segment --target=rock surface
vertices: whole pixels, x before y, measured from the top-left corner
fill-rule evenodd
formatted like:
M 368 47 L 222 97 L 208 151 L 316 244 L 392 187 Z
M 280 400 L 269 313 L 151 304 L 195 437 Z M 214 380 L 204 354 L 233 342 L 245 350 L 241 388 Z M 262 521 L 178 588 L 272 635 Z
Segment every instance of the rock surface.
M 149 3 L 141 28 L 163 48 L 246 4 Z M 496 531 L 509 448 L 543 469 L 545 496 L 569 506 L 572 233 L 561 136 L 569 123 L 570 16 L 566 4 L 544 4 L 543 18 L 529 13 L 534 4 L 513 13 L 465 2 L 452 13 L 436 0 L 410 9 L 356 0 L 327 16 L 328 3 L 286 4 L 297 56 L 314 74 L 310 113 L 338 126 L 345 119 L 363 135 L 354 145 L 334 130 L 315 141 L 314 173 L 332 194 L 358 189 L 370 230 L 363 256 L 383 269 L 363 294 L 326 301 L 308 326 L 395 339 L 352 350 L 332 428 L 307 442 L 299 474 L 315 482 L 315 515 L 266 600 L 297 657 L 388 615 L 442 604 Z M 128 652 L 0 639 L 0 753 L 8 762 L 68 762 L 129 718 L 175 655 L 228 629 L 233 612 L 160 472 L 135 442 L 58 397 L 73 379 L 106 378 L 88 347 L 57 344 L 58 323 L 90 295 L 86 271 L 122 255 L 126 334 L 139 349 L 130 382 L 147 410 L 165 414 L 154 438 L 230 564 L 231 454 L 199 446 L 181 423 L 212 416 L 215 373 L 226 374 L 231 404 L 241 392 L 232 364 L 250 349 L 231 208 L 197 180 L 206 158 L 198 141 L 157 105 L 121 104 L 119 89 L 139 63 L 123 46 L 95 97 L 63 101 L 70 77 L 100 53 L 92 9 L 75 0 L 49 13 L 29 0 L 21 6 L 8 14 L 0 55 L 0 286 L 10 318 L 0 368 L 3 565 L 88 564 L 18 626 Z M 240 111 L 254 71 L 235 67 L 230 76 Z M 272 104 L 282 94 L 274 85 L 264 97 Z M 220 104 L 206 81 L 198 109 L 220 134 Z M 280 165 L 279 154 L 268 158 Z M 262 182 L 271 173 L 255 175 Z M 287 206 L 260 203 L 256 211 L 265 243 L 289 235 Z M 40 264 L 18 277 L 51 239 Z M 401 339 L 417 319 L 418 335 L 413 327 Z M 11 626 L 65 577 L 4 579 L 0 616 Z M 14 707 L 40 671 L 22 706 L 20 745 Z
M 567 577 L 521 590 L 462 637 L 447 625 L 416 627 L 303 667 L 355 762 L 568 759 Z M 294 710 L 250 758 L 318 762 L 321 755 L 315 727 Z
######
### EXERCISE DESCRIPTION
Convert all of the items above into a JSON list of strings with one string per line, and skip any blank lines.

### RESPONSE
[
  "segment --target=rock surface",
  "vertices: whole pixels, x before y, measured from the top-left corner",
  "fill-rule evenodd",
  "formatted like:",
  "M 368 47 L 222 97 L 208 151 L 316 244 L 392 187 Z",
  "M 280 400 L 269 313 L 151 304 L 195 437 Z M 214 380 L 204 354 L 233 342 L 245 350 L 241 388 Z M 262 521 L 178 588 L 272 635 Z",
  "Segment every instance of the rock surface.",
  "M 149 3 L 141 28 L 163 48 L 246 4 Z M 496 531 L 509 448 L 543 469 L 545 496 L 569 506 L 572 233 L 561 136 L 569 123 L 570 16 L 566 4 L 544 4 L 543 18 L 529 13 L 534 4 L 513 13 L 465 2 L 452 13 L 436 0 L 410 9 L 356 0 L 327 16 L 328 3 L 286 4 L 297 56 L 314 74 L 310 113 L 338 126 L 345 119 L 363 135 L 354 145 L 334 130 L 315 141 L 314 173 L 332 194 L 358 189 L 370 230 L 363 256 L 383 269 L 363 294 L 326 301 L 308 326 L 395 339 L 352 350 L 332 428 L 307 442 L 299 474 L 315 482 L 315 515 L 266 600 L 297 657 L 388 615 L 442 604 Z M 128 652 L 0 639 L 0 753 L 8 762 L 68 762 L 129 718 L 175 655 L 228 629 L 233 612 L 160 472 L 135 442 L 58 397 L 73 379 L 106 378 L 88 347 L 57 344 L 58 323 L 90 295 L 86 271 L 122 255 L 126 334 L 139 349 L 130 382 L 147 410 L 165 414 L 154 438 L 230 564 L 231 454 L 199 446 L 181 423 L 212 416 L 215 373 L 226 374 L 231 404 L 241 392 L 232 364 L 250 349 L 231 208 L 197 180 L 206 158 L 198 141 L 157 105 L 121 104 L 119 89 L 139 63 L 123 46 L 95 97 L 63 101 L 70 77 L 100 53 L 92 9 L 75 0 L 49 13 L 29 0 L 21 6 L 8 14 L 0 55 L 0 286 L 10 318 L 0 368 L 3 565 L 88 564 L 18 626 Z M 240 111 L 254 71 L 235 67 L 230 76 Z M 272 104 L 282 94 L 274 85 L 264 97 Z M 220 104 L 206 81 L 198 109 L 220 134 Z M 280 165 L 279 154 L 268 158 Z M 262 182 L 271 173 L 255 175 Z M 287 206 L 260 203 L 256 211 L 265 243 L 289 235 Z M 40 264 L 18 277 L 51 239 Z M 401 339 L 417 319 L 418 335 L 413 327 Z M 11 626 L 65 577 L 4 579 L 0 616 Z M 14 707 L 40 671 L 22 706 L 20 745 Z",
  "M 567 577 L 521 590 L 462 637 L 447 625 L 416 627 L 303 667 L 355 762 L 568 759 Z M 294 710 L 250 758 L 318 762 L 321 755 L 315 727 Z"
]